Task description —
How many lines of the data contain "below"? Reply with the number alone.

Dataset entries
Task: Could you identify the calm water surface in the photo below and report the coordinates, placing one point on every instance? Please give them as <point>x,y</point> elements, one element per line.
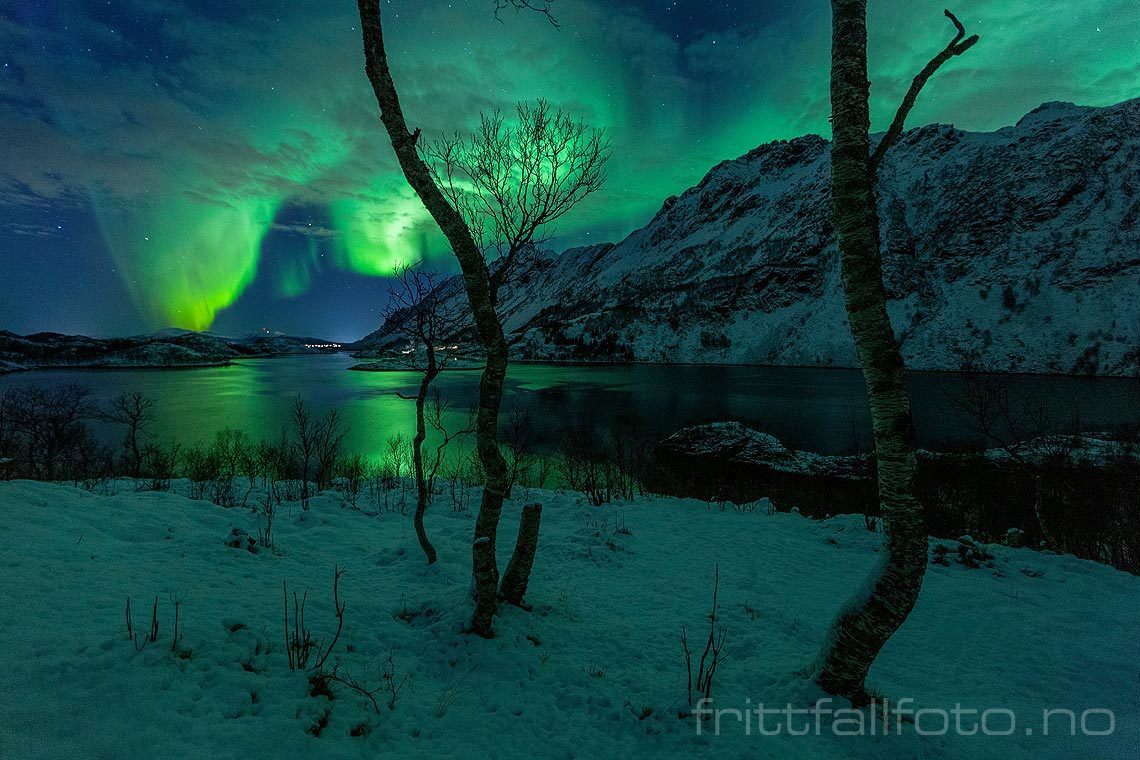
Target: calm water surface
<point>817,409</point>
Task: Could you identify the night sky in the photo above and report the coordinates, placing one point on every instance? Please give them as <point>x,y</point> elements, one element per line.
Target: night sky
<point>219,163</point>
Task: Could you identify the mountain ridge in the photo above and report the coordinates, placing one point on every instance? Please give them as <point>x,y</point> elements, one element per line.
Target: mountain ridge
<point>1022,244</point>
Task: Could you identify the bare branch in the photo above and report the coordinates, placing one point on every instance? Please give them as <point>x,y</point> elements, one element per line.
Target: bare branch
<point>957,47</point>
<point>511,181</point>
<point>543,8</point>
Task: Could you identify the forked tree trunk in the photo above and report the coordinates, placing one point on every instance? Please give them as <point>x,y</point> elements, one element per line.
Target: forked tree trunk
<point>488,328</point>
<point>876,612</point>
<point>417,458</point>
<point>518,570</point>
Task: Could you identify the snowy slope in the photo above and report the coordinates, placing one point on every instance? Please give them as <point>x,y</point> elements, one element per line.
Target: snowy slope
<point>1023,242</point>
<point>571,679</point>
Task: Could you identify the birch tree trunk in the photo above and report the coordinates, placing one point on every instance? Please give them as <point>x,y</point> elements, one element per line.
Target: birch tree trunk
<point>874,613</point>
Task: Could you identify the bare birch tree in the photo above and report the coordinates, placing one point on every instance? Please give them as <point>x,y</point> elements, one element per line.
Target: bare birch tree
<point>481,285</point>
<point>423,318</point>
<point>878,610</point>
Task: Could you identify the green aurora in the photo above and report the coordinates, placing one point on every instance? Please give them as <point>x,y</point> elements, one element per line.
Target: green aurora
<point>192,168</point>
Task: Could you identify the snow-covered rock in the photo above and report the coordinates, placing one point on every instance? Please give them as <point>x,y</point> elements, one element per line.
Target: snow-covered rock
<point>1024,243</point>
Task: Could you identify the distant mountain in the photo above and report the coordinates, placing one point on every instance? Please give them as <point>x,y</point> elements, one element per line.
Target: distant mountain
<point>169,348</point>
<point>1023,243</point>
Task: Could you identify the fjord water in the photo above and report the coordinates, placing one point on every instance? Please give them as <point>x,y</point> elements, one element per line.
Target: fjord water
<point>816,409</point>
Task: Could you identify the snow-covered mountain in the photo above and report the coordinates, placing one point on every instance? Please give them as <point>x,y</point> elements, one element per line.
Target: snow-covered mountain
<point>1023,243</point>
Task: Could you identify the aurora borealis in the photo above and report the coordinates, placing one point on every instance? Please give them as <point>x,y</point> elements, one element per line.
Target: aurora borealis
<point>219,164</point>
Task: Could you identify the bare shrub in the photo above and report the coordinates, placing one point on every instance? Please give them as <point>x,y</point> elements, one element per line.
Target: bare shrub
<point>701,684</point>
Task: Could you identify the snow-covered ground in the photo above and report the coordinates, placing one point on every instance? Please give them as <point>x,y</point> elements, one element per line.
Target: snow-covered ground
<point>594,671</point>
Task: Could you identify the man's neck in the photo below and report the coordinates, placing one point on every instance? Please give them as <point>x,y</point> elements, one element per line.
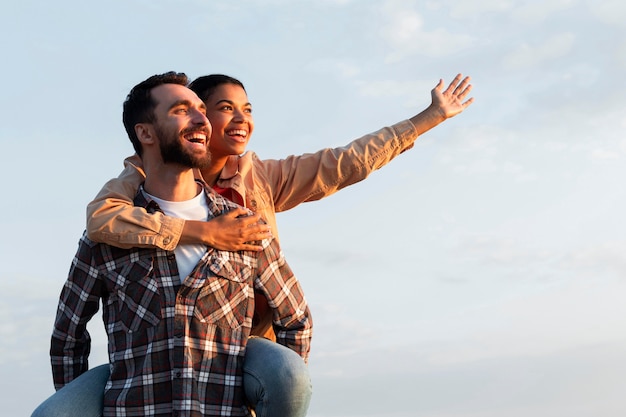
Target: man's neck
<point>212,173</point>
<point>171,184</point>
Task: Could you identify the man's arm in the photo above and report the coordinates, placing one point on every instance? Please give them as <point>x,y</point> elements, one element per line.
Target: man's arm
<point>292,320</point>
<point>113,219</point>
<point>310,177</point>
<point>70,344</point>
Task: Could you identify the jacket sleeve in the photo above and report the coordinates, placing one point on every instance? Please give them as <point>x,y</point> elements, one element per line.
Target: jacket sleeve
<point>113,219</point>
<point>310,177</point>
<point>292,321</point>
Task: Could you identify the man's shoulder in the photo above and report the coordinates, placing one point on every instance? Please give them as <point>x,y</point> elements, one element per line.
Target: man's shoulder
<point>103,254</point>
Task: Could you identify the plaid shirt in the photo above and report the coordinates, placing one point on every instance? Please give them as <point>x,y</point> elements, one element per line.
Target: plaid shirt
<point>174,349</point>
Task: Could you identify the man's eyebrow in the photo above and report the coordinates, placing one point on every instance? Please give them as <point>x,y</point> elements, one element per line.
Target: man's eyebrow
<point>180,103</point>
<point>224,100</point>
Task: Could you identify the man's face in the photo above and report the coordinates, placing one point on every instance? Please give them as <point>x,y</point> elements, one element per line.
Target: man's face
<point>181,126</point>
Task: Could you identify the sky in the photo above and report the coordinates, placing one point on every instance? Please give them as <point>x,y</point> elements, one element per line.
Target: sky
<point>480,274</point>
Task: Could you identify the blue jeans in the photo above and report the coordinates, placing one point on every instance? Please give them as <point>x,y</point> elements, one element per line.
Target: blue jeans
<point>276,382</point>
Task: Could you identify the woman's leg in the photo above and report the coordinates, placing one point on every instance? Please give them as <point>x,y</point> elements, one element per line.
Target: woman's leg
<point>276,380</point>
<point>83,397</point>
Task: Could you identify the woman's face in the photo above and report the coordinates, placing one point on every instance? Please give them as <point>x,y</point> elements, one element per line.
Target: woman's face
<point>230,115</point>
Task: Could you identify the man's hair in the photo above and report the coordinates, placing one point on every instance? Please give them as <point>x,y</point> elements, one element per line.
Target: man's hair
<point>139,105</point>
<point>205,86</point>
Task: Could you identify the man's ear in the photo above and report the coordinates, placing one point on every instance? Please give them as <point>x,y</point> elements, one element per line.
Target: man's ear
<point>145,133</point>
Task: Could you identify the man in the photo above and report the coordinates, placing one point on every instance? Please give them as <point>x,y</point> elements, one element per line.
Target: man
<point>178,321</point>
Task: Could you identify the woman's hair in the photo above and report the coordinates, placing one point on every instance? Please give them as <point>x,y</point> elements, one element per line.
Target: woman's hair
<point>205,86</point>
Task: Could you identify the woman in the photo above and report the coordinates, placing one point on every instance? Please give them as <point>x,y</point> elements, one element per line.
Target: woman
<point>263,186</point>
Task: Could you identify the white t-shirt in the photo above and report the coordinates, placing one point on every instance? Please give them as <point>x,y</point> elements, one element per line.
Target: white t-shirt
<point>187,256</point>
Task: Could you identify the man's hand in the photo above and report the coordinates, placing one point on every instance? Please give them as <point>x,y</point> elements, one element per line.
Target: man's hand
<point>233,231</point>
<point>445,104</point>
<point>449,102</point>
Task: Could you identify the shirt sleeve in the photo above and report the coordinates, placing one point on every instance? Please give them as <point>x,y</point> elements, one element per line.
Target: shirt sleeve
<point>313,176</point>
<point>292,321</point>
<point>113,219</point>
<point>71,343</point>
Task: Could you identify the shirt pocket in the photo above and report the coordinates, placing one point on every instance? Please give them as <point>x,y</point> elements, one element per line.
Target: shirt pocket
<point>138,296</point>
<point>224,298</point>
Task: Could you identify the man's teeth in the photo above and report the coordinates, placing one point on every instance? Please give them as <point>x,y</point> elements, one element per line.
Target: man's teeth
<point>196,137</point>
<point>238,133</point>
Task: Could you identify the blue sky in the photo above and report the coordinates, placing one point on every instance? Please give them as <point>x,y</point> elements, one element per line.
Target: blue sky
<point>482,273</point>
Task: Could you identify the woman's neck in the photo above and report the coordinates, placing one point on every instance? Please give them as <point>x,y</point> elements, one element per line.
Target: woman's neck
<point>212,173</point>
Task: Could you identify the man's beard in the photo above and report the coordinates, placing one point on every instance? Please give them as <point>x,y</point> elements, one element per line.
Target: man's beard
<point>172,151</point>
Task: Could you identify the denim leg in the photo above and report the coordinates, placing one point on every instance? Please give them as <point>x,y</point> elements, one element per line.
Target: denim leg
<point>83,397</point>
<point>276,380</point>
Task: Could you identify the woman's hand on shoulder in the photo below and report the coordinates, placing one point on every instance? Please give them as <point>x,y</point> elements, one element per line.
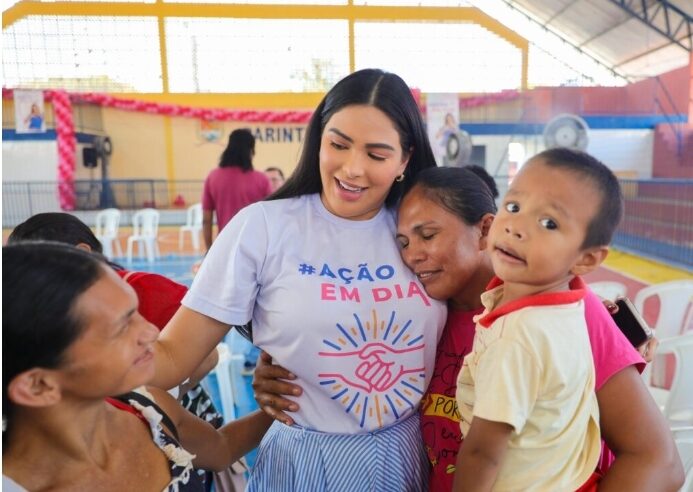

Answer to this problem —
3